GIVEN ENTRIES =>
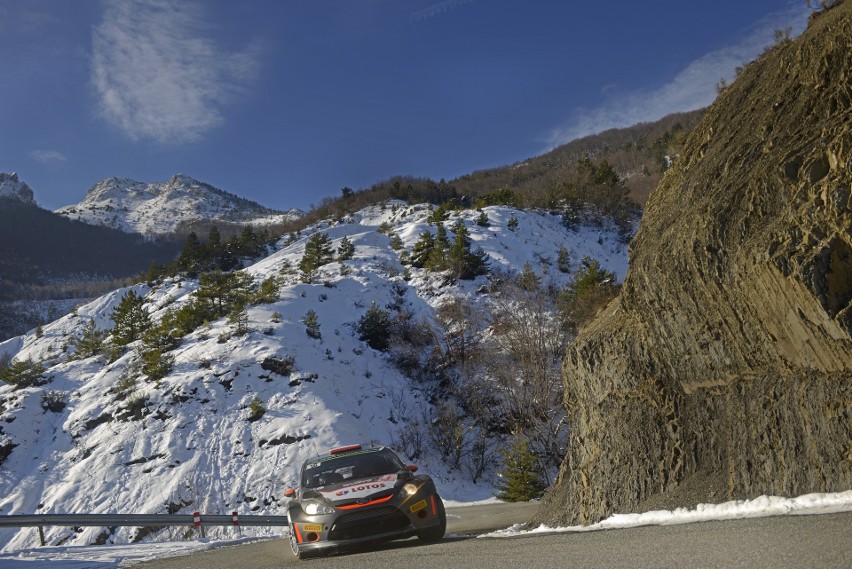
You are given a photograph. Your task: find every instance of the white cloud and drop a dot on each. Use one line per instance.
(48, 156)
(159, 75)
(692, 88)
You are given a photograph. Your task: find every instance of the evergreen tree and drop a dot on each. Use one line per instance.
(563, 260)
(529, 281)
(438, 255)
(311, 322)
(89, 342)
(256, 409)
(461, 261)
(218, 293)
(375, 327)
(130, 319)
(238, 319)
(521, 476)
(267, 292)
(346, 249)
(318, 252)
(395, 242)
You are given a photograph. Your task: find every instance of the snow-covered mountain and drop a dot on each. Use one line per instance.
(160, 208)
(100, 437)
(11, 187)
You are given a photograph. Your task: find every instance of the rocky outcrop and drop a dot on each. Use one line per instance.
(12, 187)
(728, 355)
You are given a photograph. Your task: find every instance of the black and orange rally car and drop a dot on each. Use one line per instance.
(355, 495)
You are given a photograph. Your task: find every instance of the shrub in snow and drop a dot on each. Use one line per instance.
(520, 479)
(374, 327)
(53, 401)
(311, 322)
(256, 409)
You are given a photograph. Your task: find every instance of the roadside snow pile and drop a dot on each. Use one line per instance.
...
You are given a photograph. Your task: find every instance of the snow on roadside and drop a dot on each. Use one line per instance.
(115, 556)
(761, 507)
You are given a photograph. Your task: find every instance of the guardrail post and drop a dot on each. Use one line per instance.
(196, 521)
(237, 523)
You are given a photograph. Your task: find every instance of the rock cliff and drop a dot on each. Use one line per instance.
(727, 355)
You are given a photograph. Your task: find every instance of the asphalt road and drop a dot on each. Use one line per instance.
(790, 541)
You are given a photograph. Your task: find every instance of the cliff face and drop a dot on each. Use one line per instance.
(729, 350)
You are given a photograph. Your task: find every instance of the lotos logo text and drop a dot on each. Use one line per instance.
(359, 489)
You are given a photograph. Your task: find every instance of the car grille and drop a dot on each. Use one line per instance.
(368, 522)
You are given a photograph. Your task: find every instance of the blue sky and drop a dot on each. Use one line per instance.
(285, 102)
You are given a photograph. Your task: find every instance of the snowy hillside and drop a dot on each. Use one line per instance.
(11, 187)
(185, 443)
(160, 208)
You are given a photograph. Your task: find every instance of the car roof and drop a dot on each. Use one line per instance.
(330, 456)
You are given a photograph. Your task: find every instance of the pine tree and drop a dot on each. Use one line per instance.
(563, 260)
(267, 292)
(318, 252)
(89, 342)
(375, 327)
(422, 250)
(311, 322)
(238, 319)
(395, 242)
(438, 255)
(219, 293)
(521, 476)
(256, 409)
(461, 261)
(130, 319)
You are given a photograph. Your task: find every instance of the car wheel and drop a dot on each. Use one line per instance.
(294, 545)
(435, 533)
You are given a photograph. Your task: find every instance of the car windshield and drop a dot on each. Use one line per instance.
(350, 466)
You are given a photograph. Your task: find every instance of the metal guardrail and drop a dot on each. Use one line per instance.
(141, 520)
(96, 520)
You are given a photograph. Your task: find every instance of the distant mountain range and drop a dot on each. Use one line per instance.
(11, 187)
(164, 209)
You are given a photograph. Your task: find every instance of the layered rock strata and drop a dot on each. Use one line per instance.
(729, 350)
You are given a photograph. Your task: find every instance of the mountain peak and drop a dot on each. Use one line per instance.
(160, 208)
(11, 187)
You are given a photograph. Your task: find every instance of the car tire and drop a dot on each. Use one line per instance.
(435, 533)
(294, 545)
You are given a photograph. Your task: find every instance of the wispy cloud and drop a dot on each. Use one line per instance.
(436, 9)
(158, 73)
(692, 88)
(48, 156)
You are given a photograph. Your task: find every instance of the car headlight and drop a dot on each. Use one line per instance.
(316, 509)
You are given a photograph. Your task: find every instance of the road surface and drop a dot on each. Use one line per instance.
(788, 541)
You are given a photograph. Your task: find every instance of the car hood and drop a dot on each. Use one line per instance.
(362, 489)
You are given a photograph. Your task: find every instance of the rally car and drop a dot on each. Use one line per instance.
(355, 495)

THE EXERCISE => Transcribe the material without changes, from the line containing "of the evergreen" up to and including the line containing "of the roadside".

ANSWER TO THIS EXERCISE =>
You are given a photograph. Your task: find every instance of the evergreen tree and drop a dot on each. Use one line per instance.
(563, 260)
(529, 281)
(438, 255)
(311, 322)
(89, 342)
(256, 409)
(461, 261)
(218, 293)
(375, 327)
(130, 319)
(238, 319)
(521, 476)
(267, 292)
(346, 249)
(318, 252)
(395, 242)
You are given a photograph. Your task: find every instance of the snow-covered mountain and drop a dot on each. Use one line per instance.
(160, 208)
(100, 437)
(11, 187)
You are given a photograph. Your task: find every instance of the rocky outcrop and drop a dot on each. Use one line per instance.
(12, 187)
(728, 355)
You are given a photograph. Your task: find every instance of the black and orange rally car and drop a dot on each. Use one line per instance.
(355, 495)
You are given a photograph. Your task: find every instance of the shrub in snow and drop a dot on each. Use one line per instance.
(520, 479)
(374, 327)
(53, 401)
(311, 322)
(256, 409)
You are given a photograph. Your task: find every instance of the roadside snow pile and drop a dot on each. Use one line per instance.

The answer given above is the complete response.